_Stated goal 1_:
In the text about College Hill Presbyterian Church, in whose home was the church organized in 1835?
_Stated goal 2_:
Continue the College Hill Presbyterian Church article from its last sentence.

Historic church in Mississippi, United States

College Hill Presbyterian Church, located just outside Oxford, Mississippi, USA, at College Hill, is an historic church and a member of the Presbyterian Church in America (PCA). It is listed on the National Register of Historic Places.

It was organized as a local church on January 11, 1835, in the home of Alexander Shaw, one of the early Scot-Irish settlers in North Mississippi. Originally it was named Neriah Church, but shortly thereafter it was redesignated Ebenezer Church.

In 1836, members migrated to this area and, on January 11, 1841, the church was renamed College Presbyterian Church in recognition of the founding of the North Mississippi College. In 1842, the congregation paid $400 for 23 acre of land on which to construct a public place of worship. The sanctuary, built in 1844 under the direction of Francis Timmons, was the oldest Presbyterian structure in North Mississippi and the oldest church building of any denomination in the Oxford area. Constructed of bricks fired on the site, the building was completed in 1846 at a total cost of $2,809,75. The pulpit, the pews and the pew gates were the original furnishings.

Events of interest include the encampment of these grounds by Union troops of General Grant and General Sherman, and the marriage of the author William Faulkner. The church is thought to be the model for some settings in Faulkner's novels. The church cemetery contains a number of unmarked Union soldiers' burial sites. The Session's original minutes, dating back to the 1835 organizational meeting, are safeguarded in a local bank.

_Dataset section_:
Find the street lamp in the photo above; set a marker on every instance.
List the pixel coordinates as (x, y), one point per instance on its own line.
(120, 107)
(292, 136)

_Task output 1_:
Alexander Shaw's home.

_Task output 2_:
In the 1960s, the ministry of the church began an outreach to the students of the nearby University of Mississippi under pastor Jack C. Oates (1967–72) while he was a graduate student and teaching assistant at the university as well as teaching in the university's continuing education program. He was also a part-time pastor at two other churches, Hopewell Presbyterian and Abbeville Presbyterian, comprising a three church field in St. Andrew Presbytery of the former Southern Presbyterian Church (PCUS).

The ministry continued to grow while Tom Tyndall was the pastor to the three church field and then just to College Hill Church from 1973 to 1978. In summer, 1977 the PCUS cited the church's outreach to students as one of two outstanding small church ministries in the denomination. Under both Oates and Tyndall, the church held "Christian Life Conferences" with well-known Christian scholars speaking both to the church and to various classes held on the campus of the university.

On August 13, 2022, the original church building was destroyed by a fire. The church continues to meet in another building across the quad from the remains of the previous one.